TAREAS POR REALIZAR:
1. Según el fragmento, ¿qué formatos primarán en la industria del libro a mitad de siglo de acuerdo con el grupo de expertos?
2. Transcribe del fragmento el pasaje que va desde "Escuché, de un" hasta "más variada índole.".

FRAGMENTO DEL DOCUMENTO:

··········

Escuché, de un grupo de expertos del sector, que a mitad de siglo el libro físico tendrá una representación marginal en la totalidad de ediciones. De manera consecuente, en la industria primarán los ebook y los audiolibros.
Es imposible saber si estas predicciones son acertadas o no -como todo aquello que se propone visualizar el futuro-, entre otras razones porque se ha advertido sobre el fin del libro impreso desde hace varias décadas y, a todas luces, tal cosa no ha ocurrido. Sin embargo, no se puede negar que éste hoy encara desafíos existenciales relacionados con cuestiones económicas, medioambientales y hasta sociológicas de la más variada índole.
La reciente crisis logística y de materias primas a escala internacional, cortesía de la pandemia y sus impactos, ha golpeado a la industria del libro en frentes insospechados. El frenazo productivo de papel y cartón retrasó entregas a los agentes del sector gráfico, que a su vez tuvieron que postergar el cumplimiento de las solicitudes de las editoriales. La ralentización se vio afectada por el incremento de la demanda de los lectores, que durante las cuarentenas consumieron más historias. Claro, es preciso matizar esa realidad, en consideración de las diferencias entre los tiempos de encierro en el Norte Global y los de su contraparte en el Sur. Hecha la salvedad a propósito de las tendencias en unos y otros rincones del mundo, conviene denotar que el aumento generalizado de la lectura acudió a la venta en línea, que requiere altas cantidades de cartón para su operación desde el punto de vista del embalaje. La producción aletargada se enfrentó entonces a dos caras igual de exigentes: la de los libros y la del packaging para enviar los libros. ¡Vaya paradoja! Los precios, por supuesto, se dispararon y les complicaron la vida a todos los actores de la cadena de valor.

··········

INFORMACIÓN PROPORCIONADA:

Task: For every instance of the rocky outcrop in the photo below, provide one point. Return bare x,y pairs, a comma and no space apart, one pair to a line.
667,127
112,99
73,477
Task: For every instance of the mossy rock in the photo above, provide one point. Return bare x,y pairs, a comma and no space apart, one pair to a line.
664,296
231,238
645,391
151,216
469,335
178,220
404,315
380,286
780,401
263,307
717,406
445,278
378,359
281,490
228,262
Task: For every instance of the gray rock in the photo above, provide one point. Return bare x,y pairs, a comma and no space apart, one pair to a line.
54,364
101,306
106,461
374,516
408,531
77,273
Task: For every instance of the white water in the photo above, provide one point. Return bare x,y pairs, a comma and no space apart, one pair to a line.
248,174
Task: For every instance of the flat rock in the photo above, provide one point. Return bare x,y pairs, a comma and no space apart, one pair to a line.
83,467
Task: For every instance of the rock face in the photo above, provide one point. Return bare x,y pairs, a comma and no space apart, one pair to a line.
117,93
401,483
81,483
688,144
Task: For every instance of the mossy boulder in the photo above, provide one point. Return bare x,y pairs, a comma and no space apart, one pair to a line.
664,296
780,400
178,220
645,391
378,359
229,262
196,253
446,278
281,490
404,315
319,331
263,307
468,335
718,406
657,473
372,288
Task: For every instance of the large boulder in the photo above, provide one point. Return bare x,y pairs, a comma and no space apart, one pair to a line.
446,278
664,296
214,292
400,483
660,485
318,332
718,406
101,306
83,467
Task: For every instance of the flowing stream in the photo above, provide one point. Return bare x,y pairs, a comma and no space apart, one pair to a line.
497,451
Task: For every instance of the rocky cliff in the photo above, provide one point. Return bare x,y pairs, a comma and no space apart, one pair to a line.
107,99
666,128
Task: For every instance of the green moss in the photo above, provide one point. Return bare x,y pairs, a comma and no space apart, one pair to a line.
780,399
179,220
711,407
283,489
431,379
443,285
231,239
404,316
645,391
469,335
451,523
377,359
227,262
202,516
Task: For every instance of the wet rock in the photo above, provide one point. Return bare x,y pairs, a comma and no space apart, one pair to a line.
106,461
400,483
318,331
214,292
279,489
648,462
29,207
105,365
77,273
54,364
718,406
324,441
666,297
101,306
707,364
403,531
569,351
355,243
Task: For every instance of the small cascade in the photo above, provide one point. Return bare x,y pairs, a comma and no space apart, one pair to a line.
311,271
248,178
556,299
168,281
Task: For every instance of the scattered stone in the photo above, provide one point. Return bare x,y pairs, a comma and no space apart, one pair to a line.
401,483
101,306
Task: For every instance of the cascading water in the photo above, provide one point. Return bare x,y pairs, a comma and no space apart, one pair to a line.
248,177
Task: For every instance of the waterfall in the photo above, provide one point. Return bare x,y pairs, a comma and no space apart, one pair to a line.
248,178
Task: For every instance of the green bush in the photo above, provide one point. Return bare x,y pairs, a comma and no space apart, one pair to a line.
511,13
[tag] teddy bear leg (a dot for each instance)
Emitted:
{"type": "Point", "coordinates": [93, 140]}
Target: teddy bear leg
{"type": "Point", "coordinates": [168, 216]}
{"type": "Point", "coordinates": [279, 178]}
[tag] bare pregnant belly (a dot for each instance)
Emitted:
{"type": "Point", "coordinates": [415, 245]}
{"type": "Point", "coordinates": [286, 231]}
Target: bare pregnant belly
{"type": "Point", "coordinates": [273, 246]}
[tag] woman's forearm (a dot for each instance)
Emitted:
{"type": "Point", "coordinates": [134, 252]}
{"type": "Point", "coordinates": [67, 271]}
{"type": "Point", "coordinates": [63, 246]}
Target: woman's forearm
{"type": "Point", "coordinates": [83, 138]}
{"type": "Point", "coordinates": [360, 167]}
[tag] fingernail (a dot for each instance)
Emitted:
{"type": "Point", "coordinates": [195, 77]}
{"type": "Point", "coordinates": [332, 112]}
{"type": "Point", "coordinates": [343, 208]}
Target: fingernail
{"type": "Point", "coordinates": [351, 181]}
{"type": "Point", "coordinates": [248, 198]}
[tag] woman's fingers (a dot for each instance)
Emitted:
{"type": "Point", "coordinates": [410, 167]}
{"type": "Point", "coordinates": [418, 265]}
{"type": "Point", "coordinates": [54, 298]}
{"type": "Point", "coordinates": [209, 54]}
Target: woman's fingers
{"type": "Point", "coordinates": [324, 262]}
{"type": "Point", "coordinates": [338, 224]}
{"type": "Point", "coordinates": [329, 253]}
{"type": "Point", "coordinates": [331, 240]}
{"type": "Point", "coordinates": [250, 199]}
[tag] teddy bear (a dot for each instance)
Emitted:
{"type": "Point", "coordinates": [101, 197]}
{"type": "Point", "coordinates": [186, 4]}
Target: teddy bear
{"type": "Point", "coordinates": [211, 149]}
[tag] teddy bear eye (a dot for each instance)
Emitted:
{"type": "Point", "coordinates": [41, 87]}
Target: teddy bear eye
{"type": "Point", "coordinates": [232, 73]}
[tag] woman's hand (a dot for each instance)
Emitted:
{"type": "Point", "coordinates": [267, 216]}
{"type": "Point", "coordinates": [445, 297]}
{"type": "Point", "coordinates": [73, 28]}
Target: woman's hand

··········

RESULTADOS ESPERADOS:
1. Los ebook y los audiolibros.

2.
Escuché, de un grupo de expertos del sector, que a mitad de siglo el libro físico tendrá una representación marginal en la totalidad de ediciones. De manera consecuente, en la industria primarán los ebook y los audiolibros.
Es imposible saber si estas predicciones son acertadas o no -como todo aquello que se propone visualizar el futuro-, entre otras razones porque se ha advertido sobre el fin del libro impreso desde hace varias décadas y, a todas luces, tal cosa no ha ocurrido. Sin embargo, no se puede negar que éste hoy encara desafíos existenciales relacionados con cuestiones económicas, medioambientales y hasta sociológicas de la más variada índole.